**DOCUMENTO DI ORIGINE**

····················

Ma a quale età vanno fatti questi interventi in elezione? “Cerchiamo sempre di evitare di protesizzare i giovani, ma ci sono delle eccezioni. Nei casi di artrosi secondaria o di distruzione massiva dell’articolazione per un trauma (come gli incidenti sul lavoro), l’unico modo per recuperare rapidamente quell’articolazione è impiantare la protesi, a volte già durante l’intervento d’urgenza, o a distanza di qualche settimana-mese. Il caso tipico è quello dei traumi delle dita da sega circolare o da apparecchi per la molatura. L’impiego di queste protesi in traumatologia consente un recupero funzionale, ma soprattutto socio-lavorativo molto rapido, spesso senza deformità o invalidità residue. Il costo sociale si abbatte dunque in maniera enorme con questa tipologia di interventi. Per quanto riguarda gli interventi per artrosi primitiva, la chirurgia protesica della mano viene effettuata soprattutto nei 60enni”.
Il recupero da un intervento in elezione è molto rapido. Per la maggior parte delle procedure la mobilizzazione immediata viene concessa subito seppur protetta e il ritorno alla normalità può avvenire nell’arco di 1- 2 mesi
I centri che si occupano di chirurgia protesica della mano in Italia non sono molti; i centri di riferimento con una buona tradizione sono meno di una decina, tra cui Firenze, Modena, Savona, Messina, Verona oltre al Gemelli di Roma.

····················

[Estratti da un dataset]

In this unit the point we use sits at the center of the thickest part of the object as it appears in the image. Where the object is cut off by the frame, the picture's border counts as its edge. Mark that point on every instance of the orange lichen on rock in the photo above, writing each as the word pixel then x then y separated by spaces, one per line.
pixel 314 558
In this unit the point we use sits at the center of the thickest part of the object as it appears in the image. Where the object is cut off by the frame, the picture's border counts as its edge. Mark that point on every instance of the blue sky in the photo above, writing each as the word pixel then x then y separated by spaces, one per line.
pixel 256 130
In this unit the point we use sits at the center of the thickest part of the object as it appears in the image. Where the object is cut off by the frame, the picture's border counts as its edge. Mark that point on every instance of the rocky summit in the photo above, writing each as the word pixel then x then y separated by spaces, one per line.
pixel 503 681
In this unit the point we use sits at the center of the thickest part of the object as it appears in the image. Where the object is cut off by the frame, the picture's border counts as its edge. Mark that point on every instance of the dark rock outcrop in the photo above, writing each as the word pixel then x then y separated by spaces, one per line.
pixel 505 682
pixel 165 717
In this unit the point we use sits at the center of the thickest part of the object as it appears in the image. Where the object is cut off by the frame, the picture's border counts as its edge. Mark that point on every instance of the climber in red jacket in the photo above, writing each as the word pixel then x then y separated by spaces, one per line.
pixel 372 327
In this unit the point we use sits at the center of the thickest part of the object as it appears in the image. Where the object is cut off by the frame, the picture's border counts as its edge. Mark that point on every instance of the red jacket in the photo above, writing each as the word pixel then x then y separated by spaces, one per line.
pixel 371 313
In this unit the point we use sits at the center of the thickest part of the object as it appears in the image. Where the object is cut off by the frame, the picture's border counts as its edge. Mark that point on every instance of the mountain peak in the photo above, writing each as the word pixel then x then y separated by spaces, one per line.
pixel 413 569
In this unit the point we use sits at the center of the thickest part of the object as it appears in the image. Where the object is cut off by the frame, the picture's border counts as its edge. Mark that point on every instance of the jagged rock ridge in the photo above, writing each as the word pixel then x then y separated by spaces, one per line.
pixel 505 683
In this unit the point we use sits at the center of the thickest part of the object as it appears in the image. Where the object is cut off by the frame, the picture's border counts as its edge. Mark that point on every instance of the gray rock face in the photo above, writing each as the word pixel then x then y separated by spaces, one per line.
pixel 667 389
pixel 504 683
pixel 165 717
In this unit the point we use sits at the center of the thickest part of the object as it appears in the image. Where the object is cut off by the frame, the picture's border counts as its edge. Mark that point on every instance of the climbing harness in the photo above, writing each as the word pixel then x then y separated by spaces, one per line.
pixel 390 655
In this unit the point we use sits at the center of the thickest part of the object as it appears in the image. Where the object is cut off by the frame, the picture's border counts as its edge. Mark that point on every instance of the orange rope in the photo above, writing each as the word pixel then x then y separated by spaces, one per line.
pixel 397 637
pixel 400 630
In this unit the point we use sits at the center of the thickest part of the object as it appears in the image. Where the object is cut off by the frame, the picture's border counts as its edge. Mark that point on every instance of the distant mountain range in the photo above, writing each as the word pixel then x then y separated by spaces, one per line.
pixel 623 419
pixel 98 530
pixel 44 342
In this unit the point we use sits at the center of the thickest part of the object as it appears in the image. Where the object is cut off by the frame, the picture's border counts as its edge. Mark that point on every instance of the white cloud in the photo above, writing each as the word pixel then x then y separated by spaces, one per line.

····················

**CONSEGNA A**
Rispondi a queste domande sul testo sulla chirurgia protesica della mano:
(i) A quale età si esegue soprattutto la chirurgia protesica della mano per artrosi primitiva?
(ii) Entro quanto tempo può avvenire il ritorno alla normalità dopo un intervento in elezione?
(iii) Quanti sono in Italia i centri di riferimento con una buona tradizione?
**CONSEGNA B**
Prosegui il testo sulla chirurgia protesica della mano a partire dalla sua ultima frase.

**SPAZIO RISPOSTA A**
(i) Soprattutto nei 60enni.
(ii) Nell'arco di 1-2 mesi.
(iii) Meno di una decina.

**SPAZIO RISPOSTA B**
Ma come districarsi tra un’offerta sempre più ampia di protesi? “Disegni e materiali – spiega Mazzone - sono molto diversi a seconda dell’articolazione che si vuole protesizzare perché ogni articolazione della mano ha un suo proprio ‘disegno’ e un diverso arco di movimento (‘cinematica’). Per replicare il movimento dell’articolare nel modo più fedele possibile al naturale (ed è questa la vera sfida del futuro) si possono usare disegni e materiali completamente diversi (dal titanio al silicone, dall’acciaio alla ceramica). Ma quello che fa realmente la differenza è la precisione di impianto; questa si ottiene grazie ad un accurato studio pre-operatorio del caso, all’indispensabile competenza specifica o da ultimo all’aiuto strumentale della diagnostica per immagini; il chirurgo deve essere insomma in grado di superare le limitazioni imposte da un’anatomia distrutta”.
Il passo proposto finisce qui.